Data to examine —
========
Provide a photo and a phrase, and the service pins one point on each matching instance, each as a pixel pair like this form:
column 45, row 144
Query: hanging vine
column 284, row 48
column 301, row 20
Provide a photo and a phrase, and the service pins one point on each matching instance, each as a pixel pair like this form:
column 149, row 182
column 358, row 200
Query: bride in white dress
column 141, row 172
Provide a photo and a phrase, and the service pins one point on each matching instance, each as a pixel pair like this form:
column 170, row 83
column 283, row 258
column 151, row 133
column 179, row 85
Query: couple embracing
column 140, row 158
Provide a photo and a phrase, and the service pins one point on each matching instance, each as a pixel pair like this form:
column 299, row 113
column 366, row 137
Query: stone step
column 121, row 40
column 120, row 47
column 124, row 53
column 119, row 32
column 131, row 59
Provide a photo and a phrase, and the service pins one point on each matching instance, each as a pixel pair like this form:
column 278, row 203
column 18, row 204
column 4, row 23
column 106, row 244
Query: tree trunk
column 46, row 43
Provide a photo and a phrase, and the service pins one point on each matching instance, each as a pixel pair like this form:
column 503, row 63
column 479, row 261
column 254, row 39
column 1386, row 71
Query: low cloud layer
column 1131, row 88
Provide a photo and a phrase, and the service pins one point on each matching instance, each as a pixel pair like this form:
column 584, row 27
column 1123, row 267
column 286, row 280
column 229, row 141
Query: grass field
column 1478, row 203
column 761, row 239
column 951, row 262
========
What you need to do —
Nothing in the listing should be left out; repeat it exactly.

Response to this exercise —
Provide a photo and a phrase, and the service pins one point on each matching instance, each as a pixel pair like this form:
column 45, row 144
Query: hanging vine
column 284, row 48
column 301, row 20
Provide a photo and a phrase, and the service pins one point on each matching instance, each as a pixel pair like this form:
column 149, row 182
column 358, row 200
Query: bride in white dress
column 141, row 172
Provide a photo and a phrase, and the service pins one point on each matching instance, each as a pixel pair like this form:
column 170, row 83
column 283, row 258
column 151, row 133
column 179, row 85
Query: couple embracing
column 140, row 158
Provide a photo and a phrase, and the service pins one point on each matching instance, each as a pixel pair like this form:
column 299, row 113
column 366, row 137
Query: stone step
column 121, row 40
column 120, row 47
column 124, row 53
column 119, row 32
column 131, row 59
Provide a photo and a phrase, and the service pins one point on each matching instance, each as a pixel pair like this form:
column 278, row 203
column 18, row 204
column 4, row 23
column 106, row 244
Query: tree trunk
column 46, row 43
Provide a photo and a phrase, and the service pins one point on each matching instance, each as a pixel pair like this form:
column 503, row 63
column 479, row 261
column 254, row 39
column 1386, row 71
Query: low cloud layer
column 1131, row 88
Provide a photo and a phrase, and the service pins one point on each matching instance, each as a pixel pair like this form:
column 584, row 27
column 1123, row 267
column 286, row 280
column 229, row 141
Query: grass field
column 1478, row 203
column 761, row 239
column 951, row 262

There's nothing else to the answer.